A pesquisa teve apoio da Fapesp e está em processo de revisão por pares.

Análises feitas pelo grupo em mais de 900 amostras coletadas no mesmo laboratório de Manaus, entre elas as 184 que foram sequenciadas, indicam que a carga viral presente na secreção dos pacientes foi aumentando à medida que a variante P.1. tornou-se mais prevalente.

De acordo com Sabino, é comum no início de uma epidemia a carga viral dos infectados ser mais alta e baixar com o tempo. Por esse motivo, os pesquisadores não sabem ao certo se o aumento observado nas amostras analisadas pode ser explicado por um fator meramente epidemiológico ou se, de fato, ele indica que a P.1. consegue se replicar mais no organismo humano do que a linhagem anterior. “Essa segunda opção parece bastante provável e explicaria por que a transmissão da nova variante é mais rápida”, comenta a pesquisadora.

Outro estudo divulgado também na sexta-feira (27) por pesquisadores da Fundação Oswaldo Cruz (Fiocruz) Amazônia indica que em indivíduos infectados com a P.1. a carga viral no organismo pode ser até dez vezes mais alta.

### Listagem de dados
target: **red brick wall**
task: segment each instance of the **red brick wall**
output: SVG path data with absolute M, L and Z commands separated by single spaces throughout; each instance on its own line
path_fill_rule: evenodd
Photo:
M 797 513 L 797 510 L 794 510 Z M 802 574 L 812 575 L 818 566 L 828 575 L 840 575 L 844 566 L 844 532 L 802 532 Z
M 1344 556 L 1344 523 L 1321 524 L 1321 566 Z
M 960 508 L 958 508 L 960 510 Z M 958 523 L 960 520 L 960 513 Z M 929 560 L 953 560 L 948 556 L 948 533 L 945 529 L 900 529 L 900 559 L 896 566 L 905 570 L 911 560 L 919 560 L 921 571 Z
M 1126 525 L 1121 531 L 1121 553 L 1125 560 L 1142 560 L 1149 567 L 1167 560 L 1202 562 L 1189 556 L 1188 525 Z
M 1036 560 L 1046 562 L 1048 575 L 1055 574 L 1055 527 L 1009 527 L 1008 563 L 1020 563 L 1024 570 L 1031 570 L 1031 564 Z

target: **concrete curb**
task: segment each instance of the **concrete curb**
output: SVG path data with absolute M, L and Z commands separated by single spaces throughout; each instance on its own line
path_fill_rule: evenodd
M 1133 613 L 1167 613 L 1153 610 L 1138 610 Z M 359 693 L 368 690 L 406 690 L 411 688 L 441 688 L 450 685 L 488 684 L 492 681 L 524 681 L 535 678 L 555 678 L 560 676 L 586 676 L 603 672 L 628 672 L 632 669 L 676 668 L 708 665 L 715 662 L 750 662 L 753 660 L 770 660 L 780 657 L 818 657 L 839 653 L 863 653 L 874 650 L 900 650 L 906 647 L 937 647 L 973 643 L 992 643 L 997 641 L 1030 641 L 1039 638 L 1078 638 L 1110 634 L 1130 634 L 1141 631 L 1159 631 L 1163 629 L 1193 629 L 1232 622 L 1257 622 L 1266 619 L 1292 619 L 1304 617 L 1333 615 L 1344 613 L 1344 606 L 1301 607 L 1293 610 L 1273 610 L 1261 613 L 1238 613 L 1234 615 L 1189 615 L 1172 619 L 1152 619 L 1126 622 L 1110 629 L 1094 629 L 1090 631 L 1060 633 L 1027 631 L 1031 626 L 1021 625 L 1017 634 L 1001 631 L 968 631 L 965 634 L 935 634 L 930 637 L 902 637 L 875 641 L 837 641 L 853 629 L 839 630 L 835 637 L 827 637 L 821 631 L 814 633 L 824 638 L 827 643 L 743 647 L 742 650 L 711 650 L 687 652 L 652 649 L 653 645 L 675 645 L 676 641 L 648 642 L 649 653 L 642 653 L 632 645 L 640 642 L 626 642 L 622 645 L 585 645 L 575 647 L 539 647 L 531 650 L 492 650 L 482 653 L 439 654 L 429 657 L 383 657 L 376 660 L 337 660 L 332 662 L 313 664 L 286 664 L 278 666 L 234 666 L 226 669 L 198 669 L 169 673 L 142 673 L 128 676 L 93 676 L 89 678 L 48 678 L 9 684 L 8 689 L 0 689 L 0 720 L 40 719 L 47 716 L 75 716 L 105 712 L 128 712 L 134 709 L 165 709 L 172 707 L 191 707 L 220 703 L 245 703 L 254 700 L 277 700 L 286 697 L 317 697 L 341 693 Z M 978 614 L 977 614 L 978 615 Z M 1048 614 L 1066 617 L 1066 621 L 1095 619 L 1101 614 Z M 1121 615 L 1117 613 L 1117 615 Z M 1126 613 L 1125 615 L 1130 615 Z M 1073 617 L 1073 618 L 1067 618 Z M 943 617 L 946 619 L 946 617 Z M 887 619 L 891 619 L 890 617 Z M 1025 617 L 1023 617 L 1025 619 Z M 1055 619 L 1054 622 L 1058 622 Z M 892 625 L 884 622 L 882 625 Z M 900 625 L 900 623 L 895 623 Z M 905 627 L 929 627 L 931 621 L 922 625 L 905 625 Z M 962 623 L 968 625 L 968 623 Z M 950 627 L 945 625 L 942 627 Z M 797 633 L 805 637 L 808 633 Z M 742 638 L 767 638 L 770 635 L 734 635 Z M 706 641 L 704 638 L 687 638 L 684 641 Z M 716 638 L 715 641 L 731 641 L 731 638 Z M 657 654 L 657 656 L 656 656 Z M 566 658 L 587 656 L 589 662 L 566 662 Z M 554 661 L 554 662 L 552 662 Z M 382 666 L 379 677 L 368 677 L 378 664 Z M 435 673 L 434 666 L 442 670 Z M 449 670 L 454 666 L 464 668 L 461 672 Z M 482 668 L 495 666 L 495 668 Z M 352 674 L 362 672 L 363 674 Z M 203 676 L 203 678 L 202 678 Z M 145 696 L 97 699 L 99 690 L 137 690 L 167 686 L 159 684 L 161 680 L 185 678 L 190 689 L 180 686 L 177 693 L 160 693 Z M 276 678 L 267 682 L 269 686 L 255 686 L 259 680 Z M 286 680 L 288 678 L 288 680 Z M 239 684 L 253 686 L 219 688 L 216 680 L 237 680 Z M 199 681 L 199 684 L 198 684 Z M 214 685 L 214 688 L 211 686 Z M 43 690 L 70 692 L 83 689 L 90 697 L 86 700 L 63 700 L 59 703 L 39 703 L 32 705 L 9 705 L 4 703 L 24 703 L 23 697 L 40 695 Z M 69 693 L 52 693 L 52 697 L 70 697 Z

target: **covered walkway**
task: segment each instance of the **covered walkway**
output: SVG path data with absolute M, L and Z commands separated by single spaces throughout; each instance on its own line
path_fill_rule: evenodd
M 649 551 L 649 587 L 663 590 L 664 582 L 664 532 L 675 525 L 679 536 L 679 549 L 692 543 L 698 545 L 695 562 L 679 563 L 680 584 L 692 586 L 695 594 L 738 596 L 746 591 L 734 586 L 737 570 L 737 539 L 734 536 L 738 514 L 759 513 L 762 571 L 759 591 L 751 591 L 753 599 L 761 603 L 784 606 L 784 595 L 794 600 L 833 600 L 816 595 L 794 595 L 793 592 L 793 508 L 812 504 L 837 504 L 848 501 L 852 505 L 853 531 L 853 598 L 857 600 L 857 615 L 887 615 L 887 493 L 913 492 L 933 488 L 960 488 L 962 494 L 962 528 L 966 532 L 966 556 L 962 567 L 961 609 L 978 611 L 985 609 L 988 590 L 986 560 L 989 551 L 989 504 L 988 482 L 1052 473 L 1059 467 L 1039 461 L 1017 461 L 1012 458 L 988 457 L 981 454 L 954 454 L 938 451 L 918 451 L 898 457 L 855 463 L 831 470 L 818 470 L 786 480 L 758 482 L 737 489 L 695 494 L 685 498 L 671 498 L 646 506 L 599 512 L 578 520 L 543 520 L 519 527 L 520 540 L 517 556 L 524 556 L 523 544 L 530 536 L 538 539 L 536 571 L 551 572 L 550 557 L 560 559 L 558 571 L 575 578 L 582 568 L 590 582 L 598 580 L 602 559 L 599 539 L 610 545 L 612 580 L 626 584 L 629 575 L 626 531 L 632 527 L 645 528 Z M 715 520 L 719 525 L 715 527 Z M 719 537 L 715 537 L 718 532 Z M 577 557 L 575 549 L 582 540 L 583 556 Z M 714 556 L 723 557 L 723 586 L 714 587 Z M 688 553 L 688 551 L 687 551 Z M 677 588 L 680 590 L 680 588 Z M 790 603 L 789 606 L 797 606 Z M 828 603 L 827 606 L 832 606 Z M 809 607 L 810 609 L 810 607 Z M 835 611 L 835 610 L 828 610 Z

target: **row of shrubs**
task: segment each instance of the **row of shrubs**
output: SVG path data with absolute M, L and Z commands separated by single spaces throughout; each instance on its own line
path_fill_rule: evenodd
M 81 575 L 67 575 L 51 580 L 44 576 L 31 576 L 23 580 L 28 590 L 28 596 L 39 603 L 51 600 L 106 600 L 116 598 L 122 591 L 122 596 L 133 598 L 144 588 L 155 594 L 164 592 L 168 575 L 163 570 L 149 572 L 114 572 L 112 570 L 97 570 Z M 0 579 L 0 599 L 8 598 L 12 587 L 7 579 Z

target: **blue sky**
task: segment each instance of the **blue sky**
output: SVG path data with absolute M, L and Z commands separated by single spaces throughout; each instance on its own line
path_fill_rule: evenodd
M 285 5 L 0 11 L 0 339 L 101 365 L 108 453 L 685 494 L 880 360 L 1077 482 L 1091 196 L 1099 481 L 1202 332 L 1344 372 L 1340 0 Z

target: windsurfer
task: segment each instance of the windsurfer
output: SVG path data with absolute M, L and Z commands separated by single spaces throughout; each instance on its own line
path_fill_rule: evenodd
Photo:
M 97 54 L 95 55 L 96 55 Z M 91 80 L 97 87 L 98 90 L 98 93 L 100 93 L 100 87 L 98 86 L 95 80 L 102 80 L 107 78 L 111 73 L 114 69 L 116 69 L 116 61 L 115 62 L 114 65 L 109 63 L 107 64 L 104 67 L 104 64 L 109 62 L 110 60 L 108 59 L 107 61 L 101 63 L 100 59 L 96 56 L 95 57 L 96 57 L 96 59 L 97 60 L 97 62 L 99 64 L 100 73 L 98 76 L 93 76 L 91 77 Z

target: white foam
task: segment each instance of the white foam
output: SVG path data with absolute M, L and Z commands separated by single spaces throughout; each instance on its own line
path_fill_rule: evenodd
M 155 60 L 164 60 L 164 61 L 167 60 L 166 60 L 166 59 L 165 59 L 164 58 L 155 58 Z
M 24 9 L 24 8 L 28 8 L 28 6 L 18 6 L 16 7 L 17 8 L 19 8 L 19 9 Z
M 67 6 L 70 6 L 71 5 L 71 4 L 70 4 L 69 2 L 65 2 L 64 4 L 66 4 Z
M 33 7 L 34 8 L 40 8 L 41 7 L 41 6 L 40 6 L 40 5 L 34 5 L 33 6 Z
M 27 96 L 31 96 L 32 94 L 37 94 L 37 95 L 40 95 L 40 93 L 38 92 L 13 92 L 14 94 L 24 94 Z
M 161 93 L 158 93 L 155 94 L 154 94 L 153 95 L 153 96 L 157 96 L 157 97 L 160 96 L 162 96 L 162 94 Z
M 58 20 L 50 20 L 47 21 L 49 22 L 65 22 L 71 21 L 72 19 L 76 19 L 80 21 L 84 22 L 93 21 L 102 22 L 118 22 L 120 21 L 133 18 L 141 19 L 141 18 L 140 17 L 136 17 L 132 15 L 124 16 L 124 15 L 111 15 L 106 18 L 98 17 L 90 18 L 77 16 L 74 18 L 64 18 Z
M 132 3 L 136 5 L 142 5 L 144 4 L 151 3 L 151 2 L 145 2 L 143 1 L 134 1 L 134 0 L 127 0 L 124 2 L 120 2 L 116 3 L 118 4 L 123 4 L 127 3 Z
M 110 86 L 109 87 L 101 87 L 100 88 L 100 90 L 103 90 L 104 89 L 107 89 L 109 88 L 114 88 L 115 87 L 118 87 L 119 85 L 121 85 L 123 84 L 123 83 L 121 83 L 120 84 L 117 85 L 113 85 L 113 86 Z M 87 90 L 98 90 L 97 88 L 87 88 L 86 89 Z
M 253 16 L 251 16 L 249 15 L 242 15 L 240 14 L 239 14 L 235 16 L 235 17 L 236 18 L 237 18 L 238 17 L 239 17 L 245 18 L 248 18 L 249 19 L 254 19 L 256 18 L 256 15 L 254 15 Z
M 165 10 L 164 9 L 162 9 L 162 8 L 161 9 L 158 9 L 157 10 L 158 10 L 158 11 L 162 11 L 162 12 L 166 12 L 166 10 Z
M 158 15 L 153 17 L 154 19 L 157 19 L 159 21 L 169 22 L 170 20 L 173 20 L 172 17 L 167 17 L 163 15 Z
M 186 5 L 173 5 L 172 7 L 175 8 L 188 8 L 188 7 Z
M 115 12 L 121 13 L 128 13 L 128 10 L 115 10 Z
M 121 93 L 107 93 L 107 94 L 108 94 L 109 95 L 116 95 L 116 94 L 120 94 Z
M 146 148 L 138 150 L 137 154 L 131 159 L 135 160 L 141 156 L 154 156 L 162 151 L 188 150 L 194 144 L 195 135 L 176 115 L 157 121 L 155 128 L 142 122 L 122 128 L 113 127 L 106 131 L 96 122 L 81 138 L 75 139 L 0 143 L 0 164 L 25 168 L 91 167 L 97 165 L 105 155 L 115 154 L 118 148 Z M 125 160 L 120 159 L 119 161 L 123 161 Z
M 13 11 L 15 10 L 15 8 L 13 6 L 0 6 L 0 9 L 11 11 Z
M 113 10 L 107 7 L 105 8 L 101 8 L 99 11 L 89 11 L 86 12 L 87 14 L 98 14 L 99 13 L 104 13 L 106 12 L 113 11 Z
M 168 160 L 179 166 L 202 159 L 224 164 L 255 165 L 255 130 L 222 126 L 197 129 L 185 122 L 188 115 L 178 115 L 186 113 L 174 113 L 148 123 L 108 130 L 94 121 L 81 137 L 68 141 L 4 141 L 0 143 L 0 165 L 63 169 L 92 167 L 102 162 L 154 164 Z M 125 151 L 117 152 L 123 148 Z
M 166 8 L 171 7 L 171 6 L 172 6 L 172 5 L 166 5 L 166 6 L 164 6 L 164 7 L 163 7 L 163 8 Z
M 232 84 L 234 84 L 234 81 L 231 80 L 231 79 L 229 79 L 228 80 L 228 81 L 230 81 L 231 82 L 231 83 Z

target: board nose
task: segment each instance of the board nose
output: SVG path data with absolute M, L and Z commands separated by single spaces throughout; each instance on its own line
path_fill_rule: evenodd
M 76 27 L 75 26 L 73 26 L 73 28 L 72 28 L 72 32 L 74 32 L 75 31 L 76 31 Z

### Tarefa 1
No trecho sobre a variante P.1, reescreva a parte que vai de "A pesquisa teve" até "tornou-se mais prevalente.", inclusive, trocando "Manaus" por "Belém".
### Tarefa 2
Segundo o trecho sobre a variante P.1, quantas das amostras coletadas no laboratório de Manaus foram sequenciadas?
### Tarefa 3
Continue o trecho sobre a variante P.1 a partir de onde ele termina.
Os itens não têm relação com o trecho.

### Resposta 1
A pesquisa teve apoio da Fapesp e está em processo de revisão por pares.

Análises feitas pelo grupo em mais de 900 amostras coletadas no mesmo laboratório de Belém, entre elas as 184 que foram sequenciadas, indicam que a carga viral presente na secreção dos pacientes foi aumentando à medida que a variante P.1. tornou-se mais prevalente.

### Resposta 2
184.

### Resposta 3
No artigo do CADDE, os pesquisadores relatam que, até 24 de fevereiro de 2021, a variante P.1. já havia sido detectada em seis Estados brasileiros, que, ao todo, receberam 92 mil passageiros aéreos de Manaus em novembro de 2020. Desses, a maior parte teve São Paulo como destino (pouco mais de 30 mil). Na sequência vieram outras cidades do Amazonas, Pará, Rondônia, Ceará e Roraima. Segundo os autores, portanto, é provável que tenha havido múltiplas introduções da nova variante nesses Estados.

Mutações-chave

O sequenciamento do genoma viral das 184 amostras foi feito com uma tecnologia conhecida como MinION, que por ser portátil e barata possibilita fazer estudos que ajudam a entender o processo de evolução do vírus.

Por uma técnica genômica chamada relógio molecular, os pesquisadores concluíram que a P.1. descende da variante B.1.128, que foi identificada pela primeira vez em Manaus em março de 2020. Quando comparada à linhagem-mãe, a variante P.1. apresenta 17 mutações, sendo dez na proteína Spike – usada pelo vírus para se conectar com a proteína ACE-2 existente na superfície das células humanas para viabilizar a infecção.

Três mutações são consideradas mais importantes – a N501Y, a K417T e a E484K –, pois se localizam na ponta da proteína Spike, em uma região conhecida como RBD (sigla em inglês para Domínio de Ligação ao Receptor). É nesse local que ocorre a ligação entre o vírus e a célula humana.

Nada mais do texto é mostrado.